--- Collected data ---
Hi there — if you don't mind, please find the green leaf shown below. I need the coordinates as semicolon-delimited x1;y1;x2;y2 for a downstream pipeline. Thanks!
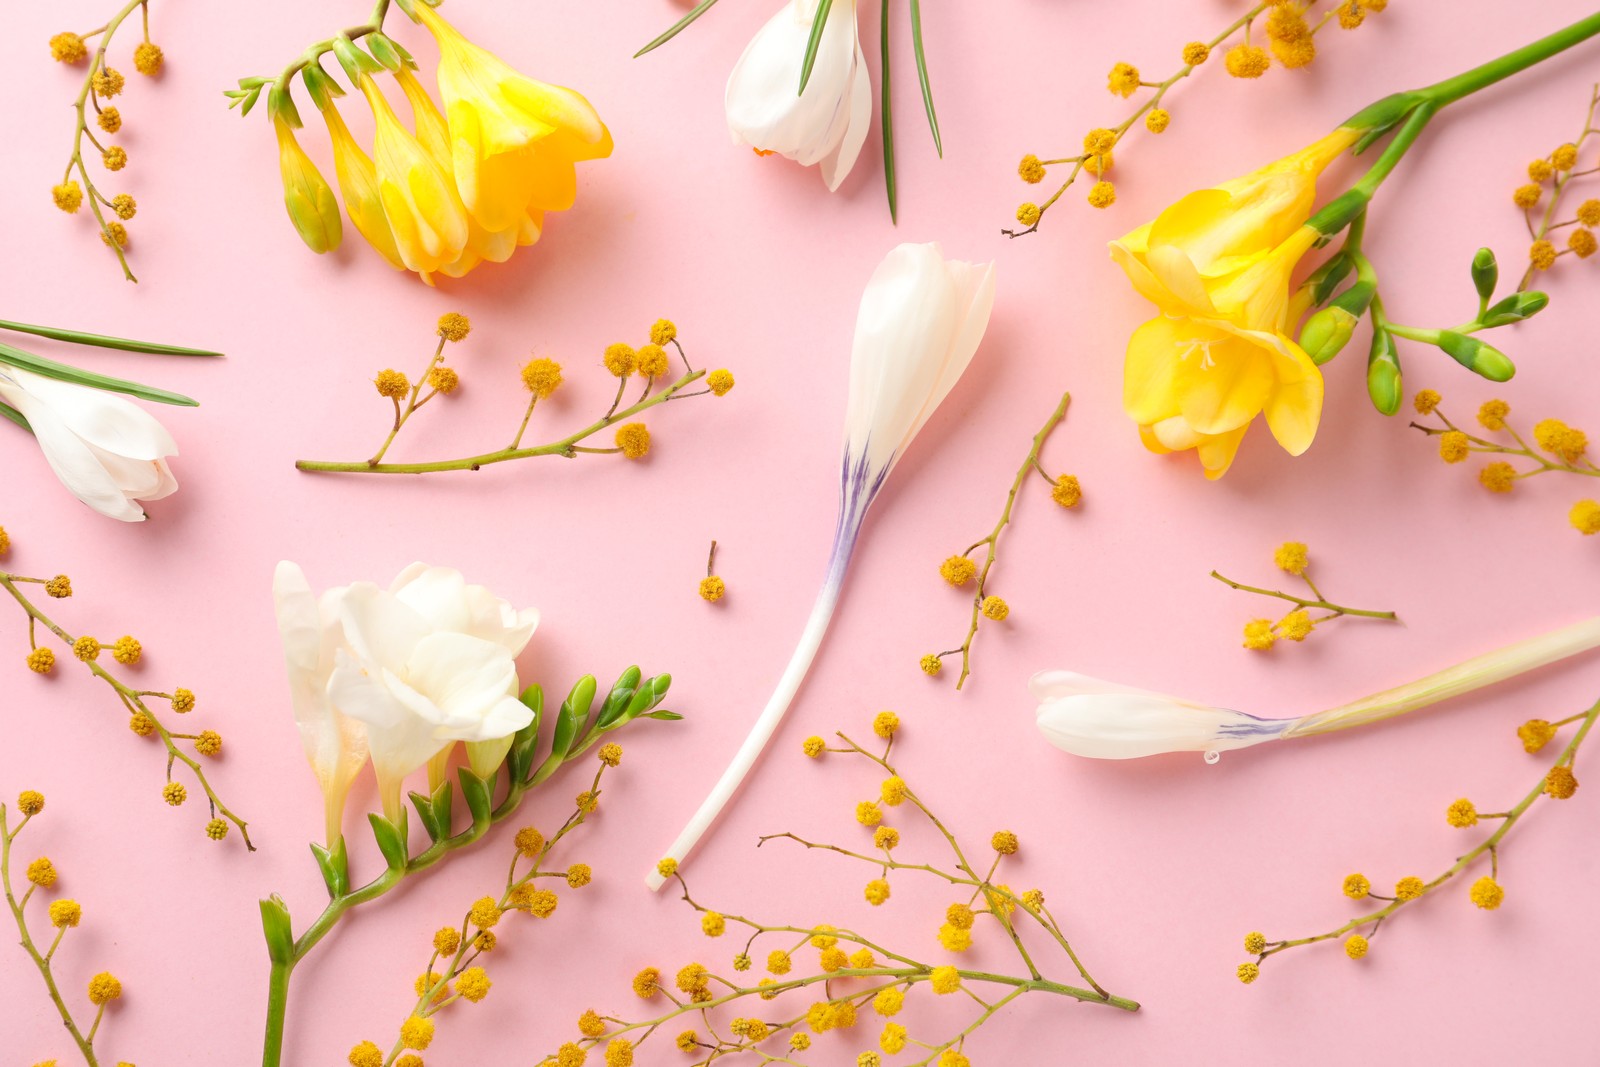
0;343;198;406
0;319;222;357
310;838;350;898
798;0;835;95
880;0;897;223
459;769;493;829
259;895;295;963
908;0;941;156
645;709;684;721
368;811;409;871
635;0;724;58
240;84;264;117
0;400;29;433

--- What the exercise asks ---
Letter for letter, reproduce every record above and skip the pictures.

--- Written reply ---
Hi there — if you don't mind, please find the green leaf shown below. I need the coordinates as semicolon-delimited x1;y1;x2;y2 for a downstream pipeline. Thanks!
0;343;198;406
0;319;222;357
310;838;350;898
798;0;835;95
880;0;897;223
459;769;493;829
259;895;295;963
908;0;941;156
645;709;684;721
368;811;409;871
635;0;724;58
240;84;264;117
0;400;29;433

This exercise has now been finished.